> **STATED EXERCISE 1**: Identify every line in the listing below that contains the string "player", and copy each one. Case counts.
— start of SOURCE EXCERPT —
Why do we now have to declare this static ? Can we pass it as a pointer
to stopmachine instead ?

>  static enum stopmachine_state stopmachine_state;
>  static unsigned int stopmachine_num_threads;
>  static atomic_t stopmachine_thread_ack;
> @@ -35,6 +43,7 @@ static int stopmachine(void *cpu)
>  {
>  	int irqs_disabled = 0;
>  	int prepared = 0;
> +	int ran = 0;
>  
>  	set_cpus_allowed(current, cpumask_of_cpu((int)(long)cpu));
>  
> @@ -59,6 +68,11 @@ static int stopmachine(void *cpu)
— end of SOURCE EXCERPT —
> **STATED EXERCISE 2**: Return the passage of the patch excerpt above from "Why do we now" to "-35,6 +43,7 @@ static int stopmachine(void *cpu)", copied word for word.
— start of DATA LINES —
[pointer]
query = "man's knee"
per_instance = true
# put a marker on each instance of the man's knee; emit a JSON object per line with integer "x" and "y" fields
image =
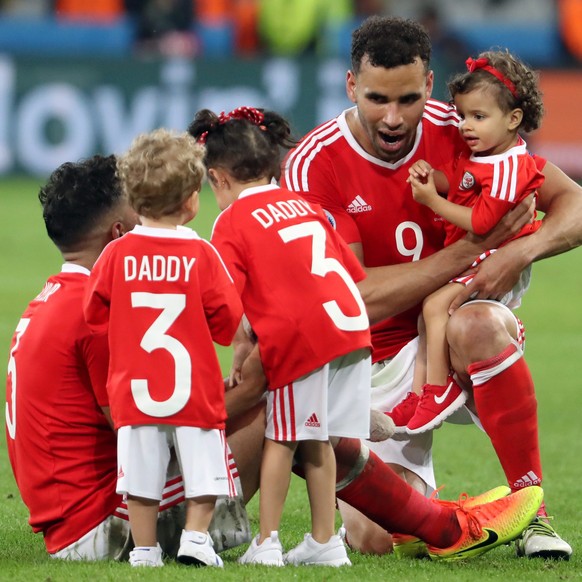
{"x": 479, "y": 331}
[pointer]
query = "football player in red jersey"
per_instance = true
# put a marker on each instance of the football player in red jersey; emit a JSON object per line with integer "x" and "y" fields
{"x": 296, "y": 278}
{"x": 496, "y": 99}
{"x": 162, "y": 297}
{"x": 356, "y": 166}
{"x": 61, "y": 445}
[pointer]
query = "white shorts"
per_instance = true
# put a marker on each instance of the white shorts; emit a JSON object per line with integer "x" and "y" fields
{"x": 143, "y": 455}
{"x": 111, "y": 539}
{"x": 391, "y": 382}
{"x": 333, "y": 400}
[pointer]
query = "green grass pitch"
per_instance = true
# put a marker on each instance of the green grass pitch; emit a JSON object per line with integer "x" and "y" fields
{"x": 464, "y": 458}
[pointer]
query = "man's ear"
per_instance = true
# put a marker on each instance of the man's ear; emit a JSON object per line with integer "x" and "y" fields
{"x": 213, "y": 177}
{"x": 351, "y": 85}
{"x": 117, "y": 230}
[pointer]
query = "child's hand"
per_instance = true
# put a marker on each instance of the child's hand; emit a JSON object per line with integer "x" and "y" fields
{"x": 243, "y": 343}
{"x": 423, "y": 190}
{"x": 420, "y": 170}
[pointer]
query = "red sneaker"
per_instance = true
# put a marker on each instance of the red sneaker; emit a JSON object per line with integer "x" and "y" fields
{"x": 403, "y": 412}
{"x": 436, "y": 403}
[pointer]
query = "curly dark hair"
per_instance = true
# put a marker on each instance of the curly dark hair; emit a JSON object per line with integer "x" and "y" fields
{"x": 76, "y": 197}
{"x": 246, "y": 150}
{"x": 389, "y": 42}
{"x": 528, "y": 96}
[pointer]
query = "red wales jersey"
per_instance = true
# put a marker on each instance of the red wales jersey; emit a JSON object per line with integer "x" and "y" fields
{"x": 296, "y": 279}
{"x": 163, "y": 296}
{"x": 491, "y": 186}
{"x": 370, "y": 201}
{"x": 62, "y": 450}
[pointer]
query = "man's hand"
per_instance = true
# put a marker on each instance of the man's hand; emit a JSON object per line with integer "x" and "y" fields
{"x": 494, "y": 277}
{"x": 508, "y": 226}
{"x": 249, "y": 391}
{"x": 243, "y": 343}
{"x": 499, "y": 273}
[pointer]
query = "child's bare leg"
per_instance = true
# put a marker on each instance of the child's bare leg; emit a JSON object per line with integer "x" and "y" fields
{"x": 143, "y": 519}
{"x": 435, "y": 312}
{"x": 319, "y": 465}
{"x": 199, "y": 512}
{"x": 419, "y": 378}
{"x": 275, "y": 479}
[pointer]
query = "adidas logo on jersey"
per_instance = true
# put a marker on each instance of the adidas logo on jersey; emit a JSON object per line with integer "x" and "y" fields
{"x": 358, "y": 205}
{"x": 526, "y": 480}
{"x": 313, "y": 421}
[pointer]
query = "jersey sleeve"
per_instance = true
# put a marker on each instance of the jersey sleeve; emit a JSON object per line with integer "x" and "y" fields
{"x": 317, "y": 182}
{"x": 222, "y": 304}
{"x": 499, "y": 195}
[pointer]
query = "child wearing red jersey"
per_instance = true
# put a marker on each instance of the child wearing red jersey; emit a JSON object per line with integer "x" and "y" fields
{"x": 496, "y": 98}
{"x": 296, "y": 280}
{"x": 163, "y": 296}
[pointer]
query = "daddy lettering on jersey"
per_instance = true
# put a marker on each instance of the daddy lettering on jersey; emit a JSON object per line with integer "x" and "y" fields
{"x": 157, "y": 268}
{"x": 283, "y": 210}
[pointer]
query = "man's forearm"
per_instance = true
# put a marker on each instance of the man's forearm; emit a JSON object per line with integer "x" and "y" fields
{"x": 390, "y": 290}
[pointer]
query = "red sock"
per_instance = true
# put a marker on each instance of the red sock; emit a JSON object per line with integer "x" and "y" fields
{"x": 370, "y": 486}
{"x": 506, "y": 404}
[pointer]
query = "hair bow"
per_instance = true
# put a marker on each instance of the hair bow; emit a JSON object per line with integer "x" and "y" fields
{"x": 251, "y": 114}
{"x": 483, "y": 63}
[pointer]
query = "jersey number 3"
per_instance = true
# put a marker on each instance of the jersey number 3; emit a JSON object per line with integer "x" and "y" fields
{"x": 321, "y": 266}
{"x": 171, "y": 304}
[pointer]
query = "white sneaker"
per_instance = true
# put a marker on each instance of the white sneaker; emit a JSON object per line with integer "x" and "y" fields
— end of DATA LINES —
> **CORRECT RESPONSE 1**:
query = "football player in red jersey"
# put a marker on each instance of the football player in red jersey; emit a JSON object per line with integer "x" and "y" fields

> **CORRECT RESPONSE 2**:
Why do we now have to declare this static ? Can we pass it as a pointer
to stopmachine instead ?

>  static enum stopmachine_state stopmachine_state;
>  static unsigned int stopmachine_num_threads;
>  static atomic_t stopmachine_thread_ack;
> @@ -35,6 +43,7 @@ static int stopmachine(void *cpu)